» Article
=======
SRA functions

Documented in create_step_curve mb_results

#' Create a data.frame to plot step lines
#'
#' Creates survival probabilities from time and censoring information and
#' generates a risk table that includes the survival probabilities and number at
#' risk in addition to the data provided. This data.frame can be used to plot
#' step line outcomes such as time-to-event (Kaplan-Meier curves) and magnitude
#' breadth (MB) curves.
#'
#' @param x Time values used to create the x-axis in step curves (numeric
#'   vector)
#' @param event event status, 0=censor and 1=event (numeric vector). If NULL
#'   assumes no censoring
#' @param flip_surv logical indicating if reverse survival estimates should be
#'   calculated. Default is FALSE.
#' @param flip_top_x value to set x for top point for plotting. Only used if
#'   `flip_surv = TRUE`. Default is `Inf`.
=======
» Short exercise 1
Reproduce the records in the stretch from the line containing "Pick out the gray" through the end of the records, both ends included, with requests kept as they are. Multiply every point coordinate in the answers by 1.2 and round to whole numbers (halves round up), leaving the requests and their sample coordinates unchanged.
=======
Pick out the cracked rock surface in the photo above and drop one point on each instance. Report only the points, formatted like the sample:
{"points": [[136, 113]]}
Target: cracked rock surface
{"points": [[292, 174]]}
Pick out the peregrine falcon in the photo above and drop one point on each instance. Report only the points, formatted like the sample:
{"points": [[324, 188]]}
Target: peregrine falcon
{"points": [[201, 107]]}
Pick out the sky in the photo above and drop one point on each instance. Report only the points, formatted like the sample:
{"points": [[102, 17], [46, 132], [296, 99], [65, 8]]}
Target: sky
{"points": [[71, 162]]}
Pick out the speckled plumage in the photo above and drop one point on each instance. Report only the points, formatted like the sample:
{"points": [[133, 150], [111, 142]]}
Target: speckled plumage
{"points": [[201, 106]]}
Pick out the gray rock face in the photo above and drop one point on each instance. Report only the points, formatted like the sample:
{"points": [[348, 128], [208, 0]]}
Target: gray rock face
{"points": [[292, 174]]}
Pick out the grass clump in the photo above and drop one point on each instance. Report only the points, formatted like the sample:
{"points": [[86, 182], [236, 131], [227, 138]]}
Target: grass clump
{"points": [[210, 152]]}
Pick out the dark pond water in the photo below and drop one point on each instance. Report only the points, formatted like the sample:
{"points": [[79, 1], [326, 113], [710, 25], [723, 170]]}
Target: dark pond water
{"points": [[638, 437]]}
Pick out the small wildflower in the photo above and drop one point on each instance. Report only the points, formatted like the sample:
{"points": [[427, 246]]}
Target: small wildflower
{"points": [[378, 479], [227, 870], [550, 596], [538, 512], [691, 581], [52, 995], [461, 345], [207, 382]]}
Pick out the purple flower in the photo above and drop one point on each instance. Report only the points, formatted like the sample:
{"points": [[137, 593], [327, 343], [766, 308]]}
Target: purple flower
=======
» Short exercise 2
Which parameters does the documentation of the SRA functions describe?

» Exercise output 1
Pick out the gray rock face in the photo above and drop one point on each instance. Report only the points, formatted like the sample:
{"points": [[348, 128], [208, 0]]}
Target: gray rock face
{"points": [[350, 209]]}
Pick out the grass clump in the photo above and drop one point on each instance. Report only the points, formatted like the sample:
{"points": [[86, 182], [236, 131], [227, 138]]}
Target: grass clump
{"points": [[252, 182]]}
Pick out the dark pond water in the photo below and drop one point on each instance. Report only the points, formatted like the sample:
{"points": [[79, 1], [326, 113], [710, 25], [723, 170]]}
Target: dark pond water
{"points": [[766, 524]]}
Pick out the small wildflower in the photo above and drop one point on each instance. Report only the points, formatted like the sample:
{"points": [[427, 246]]}
Target: small wildflower
{"points": [[454, 575], [272, 1044], [660, 715], [646, 614], [829, 697], [62, 1194], [553, 414], [248, 458]]}
Pick out the purple flower in the photo above and drop one point on each instance. Report only the points, formatted like the sample:
{"points": [[137, 593], [327, 343], [766, 308]]}
Target: purple flower

» Exercise output 2
x
event
flip_surv
flip_top_x